-- Start of PROVIDED DATA --

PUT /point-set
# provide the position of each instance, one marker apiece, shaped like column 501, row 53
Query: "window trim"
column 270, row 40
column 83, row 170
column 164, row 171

-- End of PROVIDED DATA --

• **SET EXERCISE**
Can you recast the listing above as a Markdown table with a "Row" column for the line number and a "Text" column for the line itself, skipping any blank lines?

• **ANSWER TO THIS PROBLEM**
| Row | Text |
|---|---|
| 1 | PUT /point-set |
| 2 | # provide the position of each instance, one marker apiece, shaped like column 501, row 53 |
| 3 | Query: "window trim" |
| 4 | column 270, row 40 |
| 5 | column 83, row 170 |
| 6 | column 164, row 171 |